## EXTRAIT DU DOCUMENT
>>>

Les corps policiers doivent s'attendre à des changements et des remises en question de leur façon d'enquêter en matière de plaintes pour agressions sexuelles, et ce, en allant beaucoup plus loin qu'une simple révision du classement des dossiers, a affirmé hier le ministre de la Sécurité publique, Martin Coiteux.

« On ne va pas s'arrêter juste avec une révision de comment des cas ont été classés. On va aller beaucoup plus loin que ça », a dit le ministre en conférence de presse, en réaction au reportage publié dans La Presse, hier, sur les agressions sexuelles jugées non fondées par la Sûreté du Québec et d'autres corps policiers.

Après avoir révisé les plaintes pour agressions sexuelles rejetées, la police provinciale a conclu qu'elles représentaient 12 % de l'ensemble des dossiers, alors qu'un reportage du Globe and Mail indiquait il y a deux mois que leur proportion était de 21 %. Cependant, la révision s'est limitée à vérifier si les dossiers avaient été classés dans la bonne catégorie, sans réexaminer si les enquêtes avaient été menées de façon adéquate.

D'autres corps policiers ont mené de telles révisions, comme le service de police de Granby, où le taux de plaintes jugées sans fondement atteint 30 %, l'un des plus élevés au Québec. Mais aucune enquête n'a été rouverte à la suite de ces vérifications administratives.

« Ce n'est pas la seule chose qui doit être faite », a indiqué M. Coiteux, au sujet de ces révisions. « Si ça se limitait à ça, je ne serais pas satisfait. Il faut aller plus loin, pas seulement avec la Sûreté du Québec, mais avec l'ensemble des corps policiers. »

M. Coiteux souhaite qu'un groupe de travail créé par le Barreau du Québec, auquel participent la SQ et le Service de police de la ville de Montréal avec d'autres intervenants du système judiciaire, se penche sur le « modèle de Philadelphie », qui mise sur une collaboration plus étroite avec des groupes d'aide aux victimes.

Il s'attend à ce que des changements soient recommandés par des responsables du ministère de la Sécurité publique, qui visiteront dans quelques mois tous les services de police du Québec dans le cadre d'un « mandat d'inspection thématique » portant sur les pratiques d'enquête en matière d'agression sexuelle.

PEU DE DÉNONCIATIONS

Impatients de voir des changements concrets, les groupes d'aide aux victimes d'agressions sexuelles sont insatisfaits des résultats de la révision menée par la SQ et certains corps policiers municipaux.

« Cette simple révision du classement de dossiers est-elle vraiment la solution que les services de police ont trouvée pour régler le problème du faible taux de dénonciation en matière d'agression à caractère sexuel ? », a demandé le Regroupement québécois des centres d'aide et de lutte contre les agressions à caractère sexuel (RQCALACS), dans un communiqué, rappelant que seulement 5 % des victimes portaient plainte.

L'organisme souligne que l'amélioration des pratiques policières « passe par la déconstruction des mythes et des préjugés autour des violences sexuelles. Un changement de culture augmenterait la confiance des survivants-es dans le système judiciaire ».

<<<

Recopiez le passage de l'article sur les plaintes pour agressions sexuelles, en commençant à « M. Coiteux souhaite qu'un » et en terminant à « corps policiers municipaux. ». Les entrées ne sont d'aucune utilité pour ce travail.

## DONNÉES FOURNIES

>>>

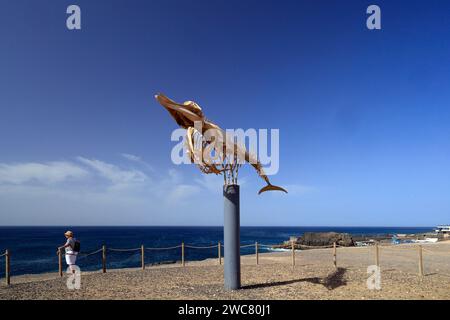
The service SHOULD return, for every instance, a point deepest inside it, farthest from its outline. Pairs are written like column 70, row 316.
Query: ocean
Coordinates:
column 33, row 249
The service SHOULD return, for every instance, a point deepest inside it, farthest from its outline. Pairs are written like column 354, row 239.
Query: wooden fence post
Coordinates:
column 142, row 257
column 420, row 262
column 334, row 255
column 293, row 253
column 104, row 258
column 60, row 262
column 182, row 254
column 377, row 255
column 8, row 267
column 219, row 253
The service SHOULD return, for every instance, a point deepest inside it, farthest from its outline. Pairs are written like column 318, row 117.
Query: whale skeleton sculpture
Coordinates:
column 204, row 138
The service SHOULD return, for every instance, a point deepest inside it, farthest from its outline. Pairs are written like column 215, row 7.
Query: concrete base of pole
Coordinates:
column 231, row 231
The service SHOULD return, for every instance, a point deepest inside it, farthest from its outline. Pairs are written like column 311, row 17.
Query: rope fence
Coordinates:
column 374, row 252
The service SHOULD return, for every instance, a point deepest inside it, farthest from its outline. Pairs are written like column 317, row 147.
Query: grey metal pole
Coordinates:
column 231, row 230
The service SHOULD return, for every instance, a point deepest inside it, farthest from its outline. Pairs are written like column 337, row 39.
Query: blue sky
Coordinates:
column 363, row 115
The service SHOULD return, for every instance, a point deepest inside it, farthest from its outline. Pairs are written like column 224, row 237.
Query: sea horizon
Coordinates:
column 33, row 248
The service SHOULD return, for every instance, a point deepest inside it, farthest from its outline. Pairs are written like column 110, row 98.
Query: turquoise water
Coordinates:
column 33, row 249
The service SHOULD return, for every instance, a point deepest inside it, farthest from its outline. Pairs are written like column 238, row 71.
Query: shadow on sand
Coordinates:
column 332, row 281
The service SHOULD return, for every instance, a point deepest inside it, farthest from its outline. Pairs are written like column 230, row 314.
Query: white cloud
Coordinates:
column 46, row 173
column 131, row 157
column 115, row 174
column 89, row 191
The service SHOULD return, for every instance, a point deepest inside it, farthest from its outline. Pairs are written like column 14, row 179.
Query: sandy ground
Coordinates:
column 313, row 277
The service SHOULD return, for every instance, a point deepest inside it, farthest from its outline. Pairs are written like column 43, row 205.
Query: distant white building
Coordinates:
column 444, row 229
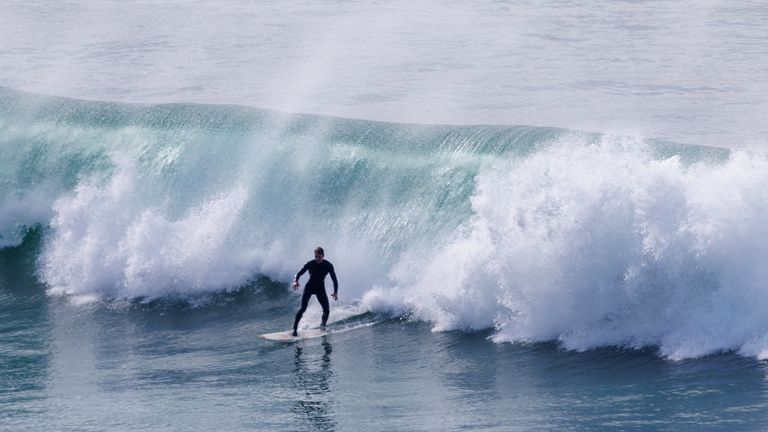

<<<

## RÉSULTAT ATTENDU
M. Coiteux souhaite qu'un groupe de travail créé par le Barreau du Québec, auquel participent la SQ et le Service de police de la ville de Montréal avec d'autres intervenants du système judiciaire, se penche sur le « modèle de Philadelphie », qui mise sur une collaboration plus étroite avec des groupes d'aide aux victimes.

Il s'attend à ce que des changements soient recommandés par des responsables du ministère de la Sécurité publique, qui visiteront dans quelques mois tous les services de police du Québec dans le cadre d'un « mandat d'inspection thématique » portant sur les pratiques d'enquête en matière d'agression sexuelle.

PEU DE DÉNONCIATIONS

Impatients de voir des changements concrets, les groupes d'aide aux victimes d'agressions sexuelles sont insatisfaits des résultats de la révision menée par la SQ et certains corps policiers municipaux.